------ DATA EXCERPTS
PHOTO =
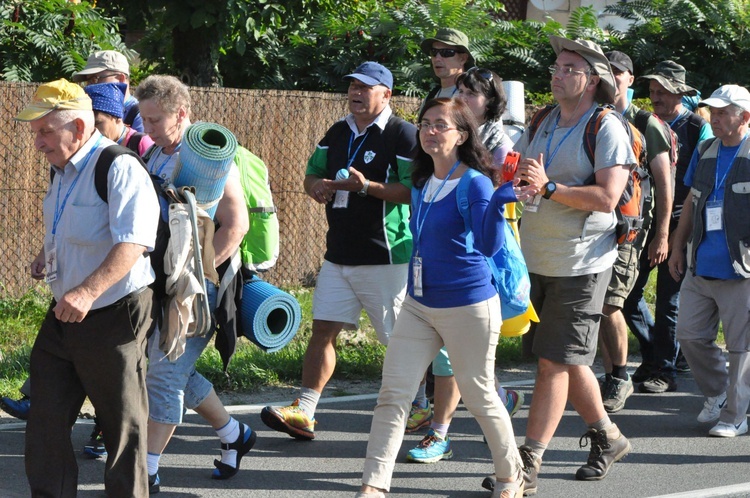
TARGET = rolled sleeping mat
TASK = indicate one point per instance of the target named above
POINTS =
(514, 117)
(206, 154)
(270, 316)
------------
DIRECTIONS:
Find every line in the entries above that contains the string "TASK", and copy each of those lines in full.

EXPECTED ANSWER:
TASK = indicate one point per instance of the target named above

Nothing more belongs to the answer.